Problem statement
The response should consist of every line below, restated exactly, with no pictures.

Data
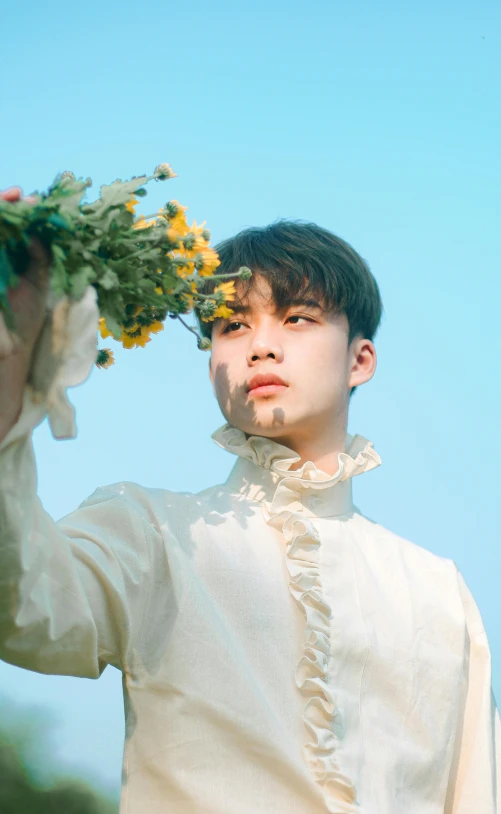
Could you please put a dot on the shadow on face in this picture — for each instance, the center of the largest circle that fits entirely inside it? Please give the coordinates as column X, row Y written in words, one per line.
column 239, row 410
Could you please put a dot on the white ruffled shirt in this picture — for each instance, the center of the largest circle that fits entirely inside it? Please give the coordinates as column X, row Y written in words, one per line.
column 281, row 652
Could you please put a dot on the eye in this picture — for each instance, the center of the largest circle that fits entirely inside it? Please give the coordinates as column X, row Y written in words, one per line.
column 230, row 326
column 298, row 316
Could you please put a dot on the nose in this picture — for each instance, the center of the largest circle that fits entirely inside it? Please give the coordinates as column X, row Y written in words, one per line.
column 264, row 345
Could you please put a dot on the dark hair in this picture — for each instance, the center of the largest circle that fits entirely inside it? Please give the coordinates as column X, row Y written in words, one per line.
column 303, row 259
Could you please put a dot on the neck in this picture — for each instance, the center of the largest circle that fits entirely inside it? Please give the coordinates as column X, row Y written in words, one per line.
column 322, row 448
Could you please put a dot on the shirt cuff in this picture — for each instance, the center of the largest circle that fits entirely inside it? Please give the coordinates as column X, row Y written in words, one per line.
column 64, row 357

Answer area
Could you please put a dot on the shadow on face in this picture — for each instance, the center of the largest circle that fits entirely inside it? Please give the coordinates as column X, row Y written in words, one per line.
column 239, row 410
Could you please put a dot on the white ruffled shirt in this picture — for each instance, the center of the largest circle that fits entirely inside it? Please give the coordinates as column X, row Y written in words, one per line.
column 281, row 652
Could you please put a dot on the eye in this picture — for each instance, the center of the largest circle that fits entirely inside it? Please give the coordinates as column X, row Y written in words, one per line.
column 230, row 326
column 298, row 316
Could you please put a dot on the nose in this picture — for each instance, the center of the largest circle that fits entirely inside it? Please give the coordinates as column X, row Y written in words, one per line.
column 264, row 345
Could you please put a dot on the dark hair in this picture — for each instance, the center of the largest circle that fits entirely inside it? Please give the coordinates as column X, row Y written in words, one per line.
column 303, row 259
Could you please put a dot on the neck in this picture — for each instance, the center of the largest circle that fits entirely inside it? Please give the coordinates as column X, row Y written in words, one per line.
column 322, row 448
Could you please put a dot on the shirt cuff in this picture — for each instance, the center of the largest circle that fits entirely inside it? Please give the coordinates as column X, row Y written in words, one per line.
column 64, row 357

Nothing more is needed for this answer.